*** Quoted text

UPDATE 2-Equatorial Guinea signs Gazprom deals

* Oil producer signs two deals with Gazprom arm

* Awarded planned refinery project design to KBR

* Prefers a second LNG plant to another methonal plant (Adds details about KBR)

CAPE TOWN, Sept 28 (Reuters) - Equatorial Guinea has signed five oil concession deals, including two with Russia's Gazprom Neft SIBN.MM, a senior government official said on Tuesday.

The sub-Saharan nation, one of Africa's largest oil producers, has also picked U.S. firm KBR Inc KBR.NR to design a planned 20,000 barrel per day refinery, Gabriel Obiang Lima, minister delegate for mines, industry and energy said.

“We have signed five new (deals)...including two signed and ratified with Gazprom Neft,” he told delegates at an energy conference in Cape Town.

In June sources told Reuters that Gazprom Neft, the oil arm of Russian gas giant Gazprom GAZP.MM, planned to sign a production-sharing agreement with the African nation for two oil offshore blocks. [ID:nLDE65N1HL]

It has also signed a deal with privately held Glencore [GLEN.UL], the Swiss-based trading and mining giant, Obiang Lima said.

******
*** Record excerpts

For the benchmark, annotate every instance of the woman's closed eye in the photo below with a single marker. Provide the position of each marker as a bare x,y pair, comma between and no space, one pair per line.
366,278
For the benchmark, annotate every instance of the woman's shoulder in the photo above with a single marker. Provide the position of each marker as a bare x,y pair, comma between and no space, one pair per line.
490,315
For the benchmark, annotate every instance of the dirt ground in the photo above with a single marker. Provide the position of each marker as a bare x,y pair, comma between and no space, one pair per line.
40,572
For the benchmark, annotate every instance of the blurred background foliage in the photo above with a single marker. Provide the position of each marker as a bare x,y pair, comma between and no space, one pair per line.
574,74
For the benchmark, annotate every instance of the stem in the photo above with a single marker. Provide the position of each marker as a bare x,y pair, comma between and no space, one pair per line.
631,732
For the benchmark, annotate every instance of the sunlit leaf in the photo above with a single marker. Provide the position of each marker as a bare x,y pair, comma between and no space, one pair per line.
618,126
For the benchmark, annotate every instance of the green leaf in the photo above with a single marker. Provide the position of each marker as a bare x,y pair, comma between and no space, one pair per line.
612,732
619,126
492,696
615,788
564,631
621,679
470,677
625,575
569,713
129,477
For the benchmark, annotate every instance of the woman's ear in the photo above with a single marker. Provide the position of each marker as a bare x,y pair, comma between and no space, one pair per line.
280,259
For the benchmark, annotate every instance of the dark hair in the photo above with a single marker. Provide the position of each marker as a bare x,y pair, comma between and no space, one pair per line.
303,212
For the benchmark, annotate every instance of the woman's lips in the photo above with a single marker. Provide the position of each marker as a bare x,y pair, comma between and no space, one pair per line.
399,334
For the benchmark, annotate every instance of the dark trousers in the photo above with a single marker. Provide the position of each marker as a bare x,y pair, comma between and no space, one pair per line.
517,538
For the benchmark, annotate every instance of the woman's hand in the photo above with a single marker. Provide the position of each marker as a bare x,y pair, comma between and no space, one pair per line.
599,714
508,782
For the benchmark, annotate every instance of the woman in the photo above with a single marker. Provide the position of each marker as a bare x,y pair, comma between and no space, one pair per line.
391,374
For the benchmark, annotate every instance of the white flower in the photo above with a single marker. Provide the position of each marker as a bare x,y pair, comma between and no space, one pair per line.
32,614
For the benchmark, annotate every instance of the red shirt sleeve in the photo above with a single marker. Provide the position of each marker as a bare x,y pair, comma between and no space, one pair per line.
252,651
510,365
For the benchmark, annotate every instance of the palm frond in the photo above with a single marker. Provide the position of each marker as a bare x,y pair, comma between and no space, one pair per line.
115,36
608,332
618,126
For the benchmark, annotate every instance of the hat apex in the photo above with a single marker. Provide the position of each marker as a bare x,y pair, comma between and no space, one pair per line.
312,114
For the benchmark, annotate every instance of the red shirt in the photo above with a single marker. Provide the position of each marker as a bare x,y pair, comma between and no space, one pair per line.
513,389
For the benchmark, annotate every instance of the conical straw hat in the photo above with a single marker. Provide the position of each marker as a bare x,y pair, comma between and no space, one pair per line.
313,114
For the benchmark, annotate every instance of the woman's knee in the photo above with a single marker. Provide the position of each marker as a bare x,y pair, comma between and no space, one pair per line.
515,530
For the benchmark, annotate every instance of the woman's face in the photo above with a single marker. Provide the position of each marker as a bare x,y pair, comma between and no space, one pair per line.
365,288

******

◆ **To be done**: Please state which company the Equatorial Guinea article says was picked to design the planned refinery.

◆ **Correct result**: U.S. firm KBR Inc